Below is a listing to write out in full, exactly as given, without its pictures.

» Dataset:
>> begin

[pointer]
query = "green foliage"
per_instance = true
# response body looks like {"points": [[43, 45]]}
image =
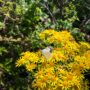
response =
{"points": [[22, 20]]}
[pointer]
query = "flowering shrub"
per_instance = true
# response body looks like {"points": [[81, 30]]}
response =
{"points": [[64, 69]]}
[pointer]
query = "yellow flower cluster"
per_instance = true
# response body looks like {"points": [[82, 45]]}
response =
{"points": [[64, 70]]}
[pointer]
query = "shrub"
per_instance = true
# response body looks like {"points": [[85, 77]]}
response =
{"points": [[63, 68]]}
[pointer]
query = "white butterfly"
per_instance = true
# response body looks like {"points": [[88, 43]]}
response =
{"points": [[47, 52]]}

>> end

» Response to this exercise:
[pointer]
query = "green foliage"
per_instance = true
# response body looks like {"points": [[43, 45]]}
image =
response =
{"points": [[22, 20]]}
[pointer]
query = "flowering shrub"
per_instance = true
# response body looks like {"points": [[81, 30]]}
response =
{"points": [[64, 69]]}
[pointer]
query = "yellow flower cluster"
per_instance = true
# response body looks like {"points": [[82, 45]]}
response =
{"points": [[64, 70]]}
[pointer]
query = "shrub"
per_instance = true
# response body looks like {"points": [[85, 77]]}
response =
{"points": [[63, 68]]}
[pointer]
query = "white butterfly"
per_instance = true
# response body looks like {"points": [[88, 43]]}
response =
{"points": [[47, 52]]}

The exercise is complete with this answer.